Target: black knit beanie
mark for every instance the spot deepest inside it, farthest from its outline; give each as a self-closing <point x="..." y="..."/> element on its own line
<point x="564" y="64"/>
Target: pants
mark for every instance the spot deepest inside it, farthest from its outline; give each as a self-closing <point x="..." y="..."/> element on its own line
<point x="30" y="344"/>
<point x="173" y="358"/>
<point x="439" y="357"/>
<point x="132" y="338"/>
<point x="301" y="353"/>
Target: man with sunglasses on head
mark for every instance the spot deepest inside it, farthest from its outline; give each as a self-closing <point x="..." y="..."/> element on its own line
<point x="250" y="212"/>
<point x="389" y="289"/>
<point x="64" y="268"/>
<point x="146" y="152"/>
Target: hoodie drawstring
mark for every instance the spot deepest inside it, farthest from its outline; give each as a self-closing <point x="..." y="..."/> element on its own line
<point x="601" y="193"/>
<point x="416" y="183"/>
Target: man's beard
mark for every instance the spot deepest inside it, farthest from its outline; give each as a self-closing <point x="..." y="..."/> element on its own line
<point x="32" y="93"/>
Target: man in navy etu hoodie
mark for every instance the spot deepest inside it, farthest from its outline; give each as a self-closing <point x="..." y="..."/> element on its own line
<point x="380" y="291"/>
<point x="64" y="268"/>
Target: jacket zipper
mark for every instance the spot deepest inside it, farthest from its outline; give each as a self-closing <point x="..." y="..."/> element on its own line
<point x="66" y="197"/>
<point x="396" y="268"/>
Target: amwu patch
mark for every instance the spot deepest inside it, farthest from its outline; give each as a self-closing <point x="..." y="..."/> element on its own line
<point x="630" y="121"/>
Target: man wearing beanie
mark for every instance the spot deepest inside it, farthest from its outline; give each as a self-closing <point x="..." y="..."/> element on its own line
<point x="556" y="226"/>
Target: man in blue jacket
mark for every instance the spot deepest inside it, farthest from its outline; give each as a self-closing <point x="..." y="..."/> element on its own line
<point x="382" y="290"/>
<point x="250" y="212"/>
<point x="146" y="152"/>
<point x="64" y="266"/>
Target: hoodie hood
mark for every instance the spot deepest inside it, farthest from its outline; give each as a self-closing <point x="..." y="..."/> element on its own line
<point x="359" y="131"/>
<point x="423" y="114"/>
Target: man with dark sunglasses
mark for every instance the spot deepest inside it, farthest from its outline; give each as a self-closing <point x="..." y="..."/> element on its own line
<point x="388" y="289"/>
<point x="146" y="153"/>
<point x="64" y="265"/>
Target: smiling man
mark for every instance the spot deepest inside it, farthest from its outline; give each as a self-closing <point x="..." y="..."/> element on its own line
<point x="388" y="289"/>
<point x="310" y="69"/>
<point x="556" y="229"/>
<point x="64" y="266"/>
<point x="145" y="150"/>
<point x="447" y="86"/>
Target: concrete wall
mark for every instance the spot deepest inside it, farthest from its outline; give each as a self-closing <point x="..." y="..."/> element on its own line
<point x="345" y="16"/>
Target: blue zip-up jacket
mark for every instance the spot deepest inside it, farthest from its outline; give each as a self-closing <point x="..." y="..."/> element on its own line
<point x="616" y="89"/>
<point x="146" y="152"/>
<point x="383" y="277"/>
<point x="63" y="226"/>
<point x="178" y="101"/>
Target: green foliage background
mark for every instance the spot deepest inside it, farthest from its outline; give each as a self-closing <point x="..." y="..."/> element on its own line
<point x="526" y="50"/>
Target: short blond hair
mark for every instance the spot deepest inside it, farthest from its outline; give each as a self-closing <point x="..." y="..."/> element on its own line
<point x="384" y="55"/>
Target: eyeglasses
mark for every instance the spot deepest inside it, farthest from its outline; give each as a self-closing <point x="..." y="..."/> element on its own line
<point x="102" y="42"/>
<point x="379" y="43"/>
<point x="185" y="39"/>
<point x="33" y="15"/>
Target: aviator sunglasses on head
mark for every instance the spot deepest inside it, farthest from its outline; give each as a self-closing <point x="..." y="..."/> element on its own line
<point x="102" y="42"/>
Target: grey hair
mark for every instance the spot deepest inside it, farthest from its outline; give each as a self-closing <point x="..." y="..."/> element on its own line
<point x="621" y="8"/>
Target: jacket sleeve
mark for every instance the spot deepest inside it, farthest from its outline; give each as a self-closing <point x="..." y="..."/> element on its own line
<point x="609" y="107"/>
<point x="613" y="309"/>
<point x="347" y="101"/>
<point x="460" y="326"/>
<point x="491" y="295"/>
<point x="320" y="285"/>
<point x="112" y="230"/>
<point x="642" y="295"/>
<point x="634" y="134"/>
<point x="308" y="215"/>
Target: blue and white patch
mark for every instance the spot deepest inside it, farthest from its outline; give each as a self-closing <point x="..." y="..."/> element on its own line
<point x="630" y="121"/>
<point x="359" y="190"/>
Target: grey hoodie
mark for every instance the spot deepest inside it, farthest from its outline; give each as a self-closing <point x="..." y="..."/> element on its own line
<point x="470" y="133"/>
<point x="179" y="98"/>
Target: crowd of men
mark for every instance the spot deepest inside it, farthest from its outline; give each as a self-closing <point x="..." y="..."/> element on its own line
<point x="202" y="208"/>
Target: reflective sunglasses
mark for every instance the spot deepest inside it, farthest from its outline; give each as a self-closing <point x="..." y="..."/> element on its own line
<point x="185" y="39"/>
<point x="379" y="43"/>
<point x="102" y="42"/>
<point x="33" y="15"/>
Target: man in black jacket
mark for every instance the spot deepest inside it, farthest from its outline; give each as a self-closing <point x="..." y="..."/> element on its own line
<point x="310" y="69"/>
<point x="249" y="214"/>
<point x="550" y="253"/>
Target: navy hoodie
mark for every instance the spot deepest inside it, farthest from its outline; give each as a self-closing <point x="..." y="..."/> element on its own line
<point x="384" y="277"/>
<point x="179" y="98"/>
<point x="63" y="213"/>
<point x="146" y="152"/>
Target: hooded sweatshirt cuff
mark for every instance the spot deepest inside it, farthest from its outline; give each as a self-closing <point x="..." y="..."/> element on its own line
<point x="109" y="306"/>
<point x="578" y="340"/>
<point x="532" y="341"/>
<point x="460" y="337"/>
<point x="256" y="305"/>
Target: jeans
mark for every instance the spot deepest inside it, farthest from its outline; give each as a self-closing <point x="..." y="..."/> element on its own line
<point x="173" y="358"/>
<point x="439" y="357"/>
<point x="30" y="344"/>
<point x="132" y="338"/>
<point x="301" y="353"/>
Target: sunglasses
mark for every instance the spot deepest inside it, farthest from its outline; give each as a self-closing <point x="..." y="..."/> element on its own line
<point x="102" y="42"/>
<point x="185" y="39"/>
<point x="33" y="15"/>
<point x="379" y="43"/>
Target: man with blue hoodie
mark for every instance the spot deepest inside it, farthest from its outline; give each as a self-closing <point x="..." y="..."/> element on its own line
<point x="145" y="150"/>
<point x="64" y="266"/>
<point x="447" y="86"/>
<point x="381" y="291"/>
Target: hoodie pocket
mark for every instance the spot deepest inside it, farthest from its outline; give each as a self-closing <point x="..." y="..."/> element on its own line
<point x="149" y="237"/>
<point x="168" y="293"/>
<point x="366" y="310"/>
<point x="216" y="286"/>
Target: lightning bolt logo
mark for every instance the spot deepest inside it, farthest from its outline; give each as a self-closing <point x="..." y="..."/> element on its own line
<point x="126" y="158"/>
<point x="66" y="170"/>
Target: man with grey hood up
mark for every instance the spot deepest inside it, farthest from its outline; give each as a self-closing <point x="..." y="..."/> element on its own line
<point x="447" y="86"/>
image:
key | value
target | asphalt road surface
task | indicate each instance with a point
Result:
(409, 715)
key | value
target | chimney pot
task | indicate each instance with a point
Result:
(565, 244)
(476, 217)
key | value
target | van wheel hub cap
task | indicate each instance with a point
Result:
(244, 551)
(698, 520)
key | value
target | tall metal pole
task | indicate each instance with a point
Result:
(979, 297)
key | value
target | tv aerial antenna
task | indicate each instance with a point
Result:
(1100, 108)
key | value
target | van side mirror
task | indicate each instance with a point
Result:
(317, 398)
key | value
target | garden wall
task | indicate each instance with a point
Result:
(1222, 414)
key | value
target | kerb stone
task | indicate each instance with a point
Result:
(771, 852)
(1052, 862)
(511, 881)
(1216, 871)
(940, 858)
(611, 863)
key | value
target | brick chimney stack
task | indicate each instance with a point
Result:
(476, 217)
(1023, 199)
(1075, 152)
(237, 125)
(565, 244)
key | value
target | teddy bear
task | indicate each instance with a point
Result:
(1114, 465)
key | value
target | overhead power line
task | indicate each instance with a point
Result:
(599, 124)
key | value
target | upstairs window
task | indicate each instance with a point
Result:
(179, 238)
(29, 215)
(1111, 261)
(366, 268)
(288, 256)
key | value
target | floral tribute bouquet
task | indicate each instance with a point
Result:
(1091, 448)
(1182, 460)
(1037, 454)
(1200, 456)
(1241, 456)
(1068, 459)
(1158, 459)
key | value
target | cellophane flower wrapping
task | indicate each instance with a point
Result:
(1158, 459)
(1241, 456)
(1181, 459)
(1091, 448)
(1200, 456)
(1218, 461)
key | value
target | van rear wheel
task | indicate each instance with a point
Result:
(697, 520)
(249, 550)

Assignment:
Every line that contains the string "wheel" should be copied from the records.

Output below:
target | van wheel hub cap
target | van rear wheel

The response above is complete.